Problem details:
Find each line in the items below that contains the string "Target", and copy those lines.

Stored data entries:
........
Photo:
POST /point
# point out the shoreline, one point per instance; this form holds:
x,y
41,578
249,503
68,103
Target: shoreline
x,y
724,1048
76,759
........
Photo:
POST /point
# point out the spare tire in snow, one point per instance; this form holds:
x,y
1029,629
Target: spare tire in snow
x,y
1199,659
........
Answer:
Target: shoreline
Target: spare tire in snow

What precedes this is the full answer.